**Task goal**
What follows is a set of records. Repeat them word for word.

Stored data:
--- START ---

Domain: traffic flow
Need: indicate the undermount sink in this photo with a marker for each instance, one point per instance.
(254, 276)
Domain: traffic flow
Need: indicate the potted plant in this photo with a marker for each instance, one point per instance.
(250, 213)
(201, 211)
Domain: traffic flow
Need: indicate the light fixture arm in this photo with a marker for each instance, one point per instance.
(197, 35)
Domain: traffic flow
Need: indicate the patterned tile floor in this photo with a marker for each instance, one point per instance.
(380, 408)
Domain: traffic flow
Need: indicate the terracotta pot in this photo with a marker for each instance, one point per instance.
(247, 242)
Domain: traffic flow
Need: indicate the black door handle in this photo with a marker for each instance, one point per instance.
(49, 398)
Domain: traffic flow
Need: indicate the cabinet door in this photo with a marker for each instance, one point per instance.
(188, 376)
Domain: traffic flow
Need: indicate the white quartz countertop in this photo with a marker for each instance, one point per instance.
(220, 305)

--- END ---

**Expected answer**
Domain: traffic flow
Need: indicate the undermount sink in this photo with a marker for each instance, one point per instance.
(254, 276)
Domain: traffic flow
Need: indicate the potted plant in this photo with a marker for each instance, one point per instance.
(250, 213)
(201, 211)
Domain: traffic flow
Need: indicate the light fixture arm in this photo with a marker for each instance, one point per instance.
(197, 35)
Domain: traffic flow
Need: indicate the patterned tile floor in this photo with a marker for each instance, one point per instance.
(380, 408)
Domain: traffic flow
Need: indicate the terracotta pot in this photo with a marker for each instance, one point per instance.
(247, 242)
Domain: traffic flow
Need: indicate the black door handle in this photo with a marker for each instance, one point per instance.
(49, 398)
Domain: traffic flow
Need: indicate the cabinet door in this photo with a marker for each instance, one point per instance.
(188, 376)
Domain: traffic flow
Need: indicate the white quartz countertop in this photo with a marker for each instance, one point per instance.
(220, 305)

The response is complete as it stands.